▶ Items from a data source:
• • • • •
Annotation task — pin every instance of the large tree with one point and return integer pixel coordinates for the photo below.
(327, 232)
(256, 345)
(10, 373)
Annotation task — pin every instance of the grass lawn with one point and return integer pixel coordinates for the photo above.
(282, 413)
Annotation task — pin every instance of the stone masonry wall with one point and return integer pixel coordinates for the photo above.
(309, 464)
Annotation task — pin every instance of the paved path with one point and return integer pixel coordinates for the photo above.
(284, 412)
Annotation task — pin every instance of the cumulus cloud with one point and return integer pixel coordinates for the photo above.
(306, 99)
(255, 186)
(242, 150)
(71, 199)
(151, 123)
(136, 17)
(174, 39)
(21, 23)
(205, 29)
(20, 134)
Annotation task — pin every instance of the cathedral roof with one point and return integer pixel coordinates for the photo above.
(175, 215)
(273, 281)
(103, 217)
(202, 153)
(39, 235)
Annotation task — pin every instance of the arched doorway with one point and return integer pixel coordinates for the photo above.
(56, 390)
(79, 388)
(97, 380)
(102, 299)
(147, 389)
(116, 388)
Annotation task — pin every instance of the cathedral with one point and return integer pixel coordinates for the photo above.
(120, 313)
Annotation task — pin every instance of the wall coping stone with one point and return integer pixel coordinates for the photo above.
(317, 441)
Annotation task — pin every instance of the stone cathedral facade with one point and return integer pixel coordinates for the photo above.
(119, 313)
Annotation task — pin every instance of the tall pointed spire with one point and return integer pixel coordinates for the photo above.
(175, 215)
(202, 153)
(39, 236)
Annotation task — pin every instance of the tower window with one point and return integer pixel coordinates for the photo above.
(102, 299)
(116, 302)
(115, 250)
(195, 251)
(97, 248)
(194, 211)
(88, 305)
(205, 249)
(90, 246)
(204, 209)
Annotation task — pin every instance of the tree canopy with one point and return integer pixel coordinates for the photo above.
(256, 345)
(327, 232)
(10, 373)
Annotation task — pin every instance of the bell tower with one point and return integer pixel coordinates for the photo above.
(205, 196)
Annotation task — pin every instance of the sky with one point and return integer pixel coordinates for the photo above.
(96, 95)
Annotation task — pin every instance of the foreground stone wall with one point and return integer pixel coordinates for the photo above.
• • • • •
▶ WHAT THE TASK REQUIRES: Can you copy out the material from the line with "Annotation task — pin every instance of the tower" up to and including the last line of the material, keeping every line and offsetting each coordinate number by 13?

▶ RESULT FOR THIS EXERCISE:
Annotation task — pin every instance of the tower window with one point and return integer pixel coordinates for the photo above.
(115, 312)
(129, 315)
(128, 263)
(208, 264)
(110, 261)
(207, 224)
(101, 318)
(218, 262)
(103, 259)
(217, 222)
Annotation task — pin every instance of the tree canopy with one point and return integer pixel coordinates for the photo above.
(269, 358)
(340, 245)
(23, 386)
Annotation task — pin every instance of the bell tower with one point and return integer pixel coordinates for the photo above.
(218, 209)
Annotation task — pin every instance of the sky with one point and return integer pixel coordinates for the photo above.
(109, 108)
Annotation task — pin every instance of the foreground stone wall with one point and return integer pixel coordinates for the photo above.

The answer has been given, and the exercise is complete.